## Goal of the exercise
Reproduce the following entries verbatim, each one complete.

[Stored items]
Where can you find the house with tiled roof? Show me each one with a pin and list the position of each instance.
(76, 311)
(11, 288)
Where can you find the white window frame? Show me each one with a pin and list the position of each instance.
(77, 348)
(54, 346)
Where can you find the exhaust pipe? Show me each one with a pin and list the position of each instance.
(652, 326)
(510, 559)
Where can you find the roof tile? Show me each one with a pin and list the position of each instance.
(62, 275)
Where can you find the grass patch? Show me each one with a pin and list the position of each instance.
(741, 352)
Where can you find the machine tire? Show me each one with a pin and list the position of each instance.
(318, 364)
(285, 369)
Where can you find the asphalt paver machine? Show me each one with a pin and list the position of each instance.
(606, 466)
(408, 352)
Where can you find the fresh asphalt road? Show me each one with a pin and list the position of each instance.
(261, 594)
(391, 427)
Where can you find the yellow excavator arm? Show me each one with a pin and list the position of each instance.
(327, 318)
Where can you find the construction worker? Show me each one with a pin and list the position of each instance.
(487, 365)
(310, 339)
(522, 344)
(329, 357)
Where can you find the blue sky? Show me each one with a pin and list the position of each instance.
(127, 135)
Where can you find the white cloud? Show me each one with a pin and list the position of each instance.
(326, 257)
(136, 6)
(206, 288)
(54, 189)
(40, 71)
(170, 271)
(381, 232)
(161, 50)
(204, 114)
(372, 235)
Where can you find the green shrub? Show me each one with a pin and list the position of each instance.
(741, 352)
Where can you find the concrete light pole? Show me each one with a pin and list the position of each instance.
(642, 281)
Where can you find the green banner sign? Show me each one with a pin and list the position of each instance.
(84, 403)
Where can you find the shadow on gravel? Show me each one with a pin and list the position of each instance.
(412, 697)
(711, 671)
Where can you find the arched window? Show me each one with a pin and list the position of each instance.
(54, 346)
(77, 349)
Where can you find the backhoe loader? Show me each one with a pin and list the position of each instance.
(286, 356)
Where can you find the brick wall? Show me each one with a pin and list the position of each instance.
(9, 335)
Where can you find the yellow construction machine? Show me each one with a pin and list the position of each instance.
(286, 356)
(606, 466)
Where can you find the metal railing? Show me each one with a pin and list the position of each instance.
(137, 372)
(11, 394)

## Answer to this task
Where can you find the house with tiled roof? Show me each one with a pin and list the position of each instance.
(76, 311)
(11, 288)
Where can you find the white window frame? Show me each one with a pin and list the position of each instance.
(77, 348)
(54, 346)
Where can you find the exhaust pipe? Show me each one with a pin and list the position of each instance.
(652, 326)
(510, 559)
Where can you find the roof tile? Show me each one with a pin and list the position of each instance.
(62, 275)
Where can you find the grass patch? Show me each one with a pin and list the position of each instance.
(741, 352)
Where can you find the machine tire? Show me each one with a pin and list the position of each instance.
(318, 364)
(285, 369)
Where can you find the asphalt paver machine? Show me each one with a pin and list the position of each instance.
(606, 466)
(408, 352)
Where can you find the fresh asphalt road? Show me each one with a pin and list the position of each instance.
(261, 594)
(391, 427)
Where can you find the yellow excavator arm? Show me each one with a pin and list the position of each instance.
(327, 318)
Where can you find the construction worker? Show me each one with a pin and list the position of each instance.
(487, 365)
(310, 339)
(522, 344)
(329, 357)
Where can you find the blue sky? Show me each one with a pin and list the position of each instance.
(127, 135)
Where can you find the white cloud? Show me each one with a pin and list the position of each instance.
(326, 257)
(136, 6)
(206, 288)
(54, 189)
(40, 71)
(170, 271)
(381, 232)
(161, 50)
(204, 114)
(372, 235)
Where can you find the green shrub? Show me each one with a pin and list the position of each instance.
(741, 352)
Where can you find the concrete light pole? Show me each one with a pin and list the position of each instance.
(642, 281)
Where can you find the green banner sign? Show me each one with a pin and list the position of each instance.
(84, 403)
Where can you find the shadow on gravel? Show me each one with a pin and list the position of each instance.
(412, 697)
(711, 671)
Where can you find the arched window? Show me each one with a pin and list the position of each instance.
(54, 346)
(77, 349)
Where can you find the backhoe loader? Show me each one with a pin and list the position of each instance.
(286, 356)
Where can you find the brick wall? Show me each one with a pin and list the position of each instance.
(9, 335)
Where can you find the yellow construction machine? Show me each one with a pin and list the position of each instance.
(286, 356)
(606, 466)
Where can you find the metal railing? Show me each one with a pin and list the position of each instance.
(137, 372)
(11, 394)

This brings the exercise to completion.